— Source text —
---

Join Angela, Axel, Abel and Asher as they welcome their new sibling home.

Friday, November 4, 2011

A little about "L"

I can't wait until we have a name for our new son! We're waiting to hear what his Serbian name is before we decide weather or not we'll be changing it. Axel's Serbian name was Djordje, which would NEVER get pronounced correctly here in the U.S, so we gave him Axel, my grandfather's name. Djordje became his middle name. Like Djordje, most of the Serbian names I find that begin with an "L" are not names that would be easily pronounced here in the U.S, so we will just have to wait and see.

"L" currently resides in a large orphanage in Belgrade that is, by Serbian standards, a good facility. It is clean, the children are fed and clothed. Depending upon his group there could be 3-5 or 12-15 children in a group with rotating caregivers. (smaller groups are for those with many children with significant needs, larger groups are those with more "typical" children.) Each group has it's own room and this is where the children spend their day.  Even though it is a "good"orphanage, it is just orphanage.  There are no parents. It is like a child living in a center-based daycare all the time.

In the orphanage there are "good groups" and "not so good groups". The variable is the caregivers assigned to the room. I have seen rooms in which the caregivers are very attentive to the children, they go on field trips, outside to the playground, etc. I have seen other groups where the door is locked from the outside and the caregivers go in at regular intervals throughout the day, tending instead to watch through the glass. Rooms just like this picture.

(If you have not yet read "The Boy from Baby House 10", I highly recommend it, and you will understand a bit more what I'm talking about.) During one visit, after nearly and hour spent playing with the children from this room, or standing in the hallway visiting with staff, only for a few minutes did a caregiver enter the room, unlocking the door to enter.  It is very possible, based on the age of L, that he is coming from this very room.

---

— Data supplied —
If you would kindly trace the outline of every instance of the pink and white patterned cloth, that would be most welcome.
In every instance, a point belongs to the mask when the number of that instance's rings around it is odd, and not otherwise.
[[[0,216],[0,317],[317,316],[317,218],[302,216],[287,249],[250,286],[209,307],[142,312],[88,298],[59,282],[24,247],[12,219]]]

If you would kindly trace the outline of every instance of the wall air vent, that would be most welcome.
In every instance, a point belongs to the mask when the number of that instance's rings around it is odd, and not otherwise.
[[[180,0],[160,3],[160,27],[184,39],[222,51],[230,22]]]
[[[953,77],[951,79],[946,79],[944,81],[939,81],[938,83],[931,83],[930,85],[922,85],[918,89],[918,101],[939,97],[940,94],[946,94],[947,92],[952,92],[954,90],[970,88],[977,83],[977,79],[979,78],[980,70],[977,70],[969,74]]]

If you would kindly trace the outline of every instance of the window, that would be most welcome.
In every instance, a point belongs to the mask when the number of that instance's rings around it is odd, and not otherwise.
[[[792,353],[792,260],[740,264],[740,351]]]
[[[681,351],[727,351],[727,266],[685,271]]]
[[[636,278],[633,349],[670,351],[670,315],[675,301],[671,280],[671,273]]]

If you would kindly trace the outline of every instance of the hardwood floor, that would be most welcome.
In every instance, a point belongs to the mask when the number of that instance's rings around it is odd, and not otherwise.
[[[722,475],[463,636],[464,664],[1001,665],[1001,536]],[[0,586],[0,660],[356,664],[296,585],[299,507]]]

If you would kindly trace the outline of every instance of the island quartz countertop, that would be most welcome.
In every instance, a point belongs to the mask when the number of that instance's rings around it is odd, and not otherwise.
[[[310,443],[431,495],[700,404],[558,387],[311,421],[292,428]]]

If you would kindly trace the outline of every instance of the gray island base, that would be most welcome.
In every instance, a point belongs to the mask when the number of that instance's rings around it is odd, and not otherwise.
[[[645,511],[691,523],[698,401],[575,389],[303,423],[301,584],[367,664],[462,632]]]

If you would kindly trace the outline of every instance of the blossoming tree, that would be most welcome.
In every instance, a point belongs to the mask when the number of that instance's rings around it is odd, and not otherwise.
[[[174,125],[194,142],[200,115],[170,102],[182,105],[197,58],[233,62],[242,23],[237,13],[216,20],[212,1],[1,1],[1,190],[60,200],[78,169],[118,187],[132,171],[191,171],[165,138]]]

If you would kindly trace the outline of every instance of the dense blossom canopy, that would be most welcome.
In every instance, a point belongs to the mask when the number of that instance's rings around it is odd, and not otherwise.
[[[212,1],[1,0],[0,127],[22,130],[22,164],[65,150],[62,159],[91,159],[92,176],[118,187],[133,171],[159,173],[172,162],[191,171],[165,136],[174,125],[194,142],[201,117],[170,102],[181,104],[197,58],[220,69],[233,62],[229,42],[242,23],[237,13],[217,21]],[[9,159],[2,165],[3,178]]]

---

— Prompt 1 —
According to the adoption post, where does "L" currently live?
— Prompt 2 —
Resume the blog post about adopting "L" after its final sentence.
The records are drawn from a different source than the adoption post.

— Written reply 1 —
In a large orphanage in Belgrade.

— Written reply 2 —
But I met many little boys around L's age during my recent trips, and really he could be any of them, in any room. Some of them stick in my mind more than others, and I spend my nights wondering which of the many faces is our son. It is much like being pregnant. I have no picture to create an image in my mind of what our son looks like. So many parents start their adoption process based on a picture. By the time they arrive in country and actually meet their child they have created in their mind a child based on hopes, dreams and fantasy. Sometimes those things play out, but more often than not the child they bring home is very different from the fantasy child created while they waited. Some parents do great with this, others go through a big of adjustment as the come to the realization what they thought was not true.

So what DO  we know about L?

We know that he is 7, and that like Axel and Angela he has DS.

Motor skills:  We know that he can walk on flat surfaces but needs help on stairs. I have to laugh at this a bit since Axel was PETRIFIED of stairs when I got him. He overcame this very quickly since we were living in a hotel on the third floor! Axel learned very quickly to not be afraid of stairs, though he still is a bit slow on them.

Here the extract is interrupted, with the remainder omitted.